**Records from a data source**
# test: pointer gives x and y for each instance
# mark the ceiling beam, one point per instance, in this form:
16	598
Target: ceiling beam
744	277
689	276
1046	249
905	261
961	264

**AIM OF THE EXERCISE**
What you write must match the records above line for line.

**TASK ANSWER**
# test: pointer gives x and y for each instance
# mark the ceiling beam, one point per instance, in this form:
16	598
Target: ceiling beam
744	277
689	276
1046	249
905	261
961	264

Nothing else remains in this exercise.